### Passage
I grew up in a small state in Australia. Business there keeps close with state
government: there is a stench of cronyism about much of what goes on. The
standard business model there is to wait for a state government grant
structure, and then weasel up to it with the right paperwork and hand-shaking
to get what you want. Within the bureaucracy you have people lining themselves
up to bounce out into firms.

The government maintains high taxes, and then spends those taxes either tying
itself to emerging business like this, or propping up failing business like
car companies. And it needs a large, skilled public service to keep it all
moving. The result is that labour that could be used doing something people
want is wasted, and it's harder to operate free business due to the high
taxation and bureaucracy. It's not a stalled situation: many good people do
still find good, rewarding local jobs creating real value despite this. But a
lot of talent drains away, and there's not much innovation despite a healthy
university culture.

The way things work in world cities is different and better. For the most
part, the more government stays out of business, the more success there is.

Perhaps Apple did receive some benefits in the early years. Where benefits are
there for the taking, it is rational to take them. But it is not evidence that
such benefits were critical to the success.

Governments don't pick winners - only their mates. For progress, look
elsewhere.

### Task a
Rewrite the rows, starting with the first one and going on through the line containing "[(386, 135)]", replacing "Logged" with "Returned" each time it occurs and changing nothing else. Omit the pictures from your answer.

### Information given
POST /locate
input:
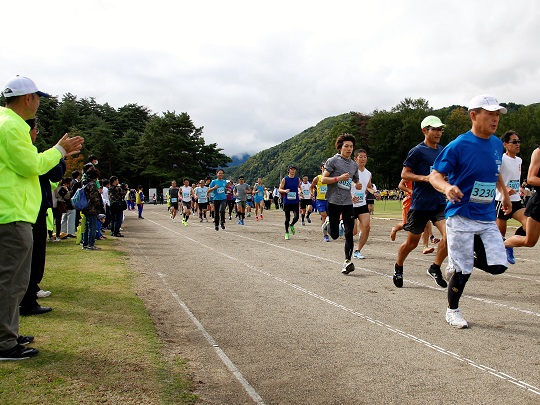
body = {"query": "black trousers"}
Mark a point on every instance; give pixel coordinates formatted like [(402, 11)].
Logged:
[(39, 232)]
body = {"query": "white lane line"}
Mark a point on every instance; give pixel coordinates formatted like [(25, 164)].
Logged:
[(224, 358), (455, 356), (221, 354)]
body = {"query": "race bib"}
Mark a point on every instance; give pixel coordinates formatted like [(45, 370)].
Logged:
[(482, 192), (345, 184), (360, 194), (514, 184)]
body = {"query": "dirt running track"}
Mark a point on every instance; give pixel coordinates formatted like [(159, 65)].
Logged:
[(265, 320)]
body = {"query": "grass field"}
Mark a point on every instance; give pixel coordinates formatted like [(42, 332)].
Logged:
[(98, 345)]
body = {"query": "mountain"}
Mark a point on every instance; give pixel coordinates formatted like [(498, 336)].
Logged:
[(307, 150)]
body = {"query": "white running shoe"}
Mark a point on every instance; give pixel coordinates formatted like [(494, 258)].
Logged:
[(454, 318)]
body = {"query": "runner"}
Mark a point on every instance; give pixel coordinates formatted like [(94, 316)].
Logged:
[(472, 163), (361, 212), (241, 190), (258, 198), (340, 171), (511, 175), (173, 198), (532, 211), (319, 191), (305, 200), (201, 191), (220, 198), (185, 191), (427, 203), (290, 187)]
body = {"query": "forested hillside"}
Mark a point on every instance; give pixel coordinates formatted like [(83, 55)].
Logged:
[(386, 135)]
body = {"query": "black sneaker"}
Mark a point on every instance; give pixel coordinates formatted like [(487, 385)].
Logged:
[(437, 276), (398, 276), (19, 352), (348, 267), (25, 340)]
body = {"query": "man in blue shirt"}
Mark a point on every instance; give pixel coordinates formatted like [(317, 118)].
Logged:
[(472, 163), (427, 203)]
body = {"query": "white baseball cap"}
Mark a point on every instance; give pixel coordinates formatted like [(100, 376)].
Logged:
[(20, 85), (488, 103)]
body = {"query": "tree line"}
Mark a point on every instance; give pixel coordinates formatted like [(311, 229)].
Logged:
[(131, 142)]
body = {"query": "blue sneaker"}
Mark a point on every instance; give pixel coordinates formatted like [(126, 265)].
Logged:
[(510, 255)]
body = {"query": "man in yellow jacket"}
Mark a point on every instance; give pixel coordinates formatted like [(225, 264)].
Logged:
[(20, 200)]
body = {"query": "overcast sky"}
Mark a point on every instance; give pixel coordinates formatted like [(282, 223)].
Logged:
[(256, 73)]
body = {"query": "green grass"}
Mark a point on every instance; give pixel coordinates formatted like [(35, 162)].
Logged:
[(99, 344)]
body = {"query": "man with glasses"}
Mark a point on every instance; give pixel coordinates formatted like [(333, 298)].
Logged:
[(20, 166), (511, 175), (427, 203)]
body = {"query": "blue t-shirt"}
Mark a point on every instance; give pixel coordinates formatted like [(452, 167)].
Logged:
[(473, 164), (219, 193), (420, 160), (291, 197)]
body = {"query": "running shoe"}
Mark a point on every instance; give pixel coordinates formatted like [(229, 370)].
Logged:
[(348, 267), (436, 274), (398, 276), (455, 318), (510, 255)]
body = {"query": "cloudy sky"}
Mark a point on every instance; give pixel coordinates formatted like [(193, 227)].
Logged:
[(256, 73)]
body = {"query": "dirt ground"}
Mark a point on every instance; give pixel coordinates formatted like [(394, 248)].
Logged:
[(265, 320)]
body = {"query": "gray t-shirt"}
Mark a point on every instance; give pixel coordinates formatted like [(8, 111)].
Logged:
[(340, 193), (241, 191)]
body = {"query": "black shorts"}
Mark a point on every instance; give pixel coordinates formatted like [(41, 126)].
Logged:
[(363, 209), (418, 219), (516, 206), (533, 207)]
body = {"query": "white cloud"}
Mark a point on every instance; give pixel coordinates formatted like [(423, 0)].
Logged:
[(254, 74)]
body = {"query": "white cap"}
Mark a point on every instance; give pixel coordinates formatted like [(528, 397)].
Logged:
[(20, 85), (488, 103)]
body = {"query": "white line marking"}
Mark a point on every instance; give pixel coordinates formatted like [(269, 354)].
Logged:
[(486, 369)]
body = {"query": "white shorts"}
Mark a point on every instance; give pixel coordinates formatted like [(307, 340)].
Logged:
[(460, 233)]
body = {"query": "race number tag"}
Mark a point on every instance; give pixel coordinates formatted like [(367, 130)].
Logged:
[(482, 192), (291, 195), (360, 194), (345, 184), (514, 184)]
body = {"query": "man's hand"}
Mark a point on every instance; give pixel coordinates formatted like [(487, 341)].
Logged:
[(72, 146)]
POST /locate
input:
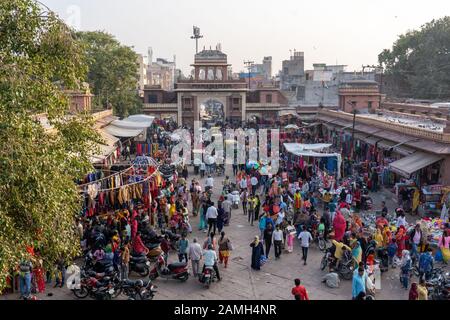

### Task b
Reproduce the passage on government and business, starting with "Perhaps Apple did" and going on through "to the success.".

### Correct answer a
POST /locate
input:
body = {"query": "black trousers"}
Mark a point on every instance; give pixel coordinates formatted like [(402, 11)].
Returned:
[(39, 232)]
body = {"query": "white lane line"}
Mark a point on every instance; give pixel coordinates formatted like [(25, 164)].
Returned:
[(224, 358), (455, 356), (221, 354)]
body = {"query": "race bib"}
Mark a point on every instance; give pixel coordinates formatted like [(45, 370)].
Returned:
[(482, 192), (345, 184), (360, 194), (514, 184)]
body = {"query": "dirt running track"}
Mark a point on every instance; give pixel coordinates formatted like [(159, 65)].
Returned:
[(265, 320)]
body = {"query": "grass field"}
Mark a point on every instance; give pixel coordinates formatted like [(42, 332)].
Returned:
[(98, 345)]
body = {"query": "mountain"}
Mark a point on every instance; give pixel coordinates formatted like [(498, 336)].
Returned:
[(307, 150)]
body = {"query": "white running shoe"}
Mark a point on every instance; give pixel coordinates formatted like [(494, 258)].
Returned:
[(454, 318)]
body = {"query": "runner"}
Mark a point on every instance; give pixel coordinates formatted like [(94, 316)].
Returned:
[(472, 163), (361, 212), (241, 190), (258, 198), (340, 171), (511, 175), (173, 198), (532, 211), (319, 191), (305, 200), (201, 191), (220, 198), (185, 191), (427, 203), (290, 187)]
body = {"query": "forested hillside"}
Mark a point on every instance; give pixel coordinates formatted like [(83, 55)].
Returned:
[(386, 135)]

### Correct answer b
Perhaps Apple did receive some benefits in the early years. Where benefits are
there for the taking, it is rational to take them. But it is not evidence that
such benefits were critical to the success.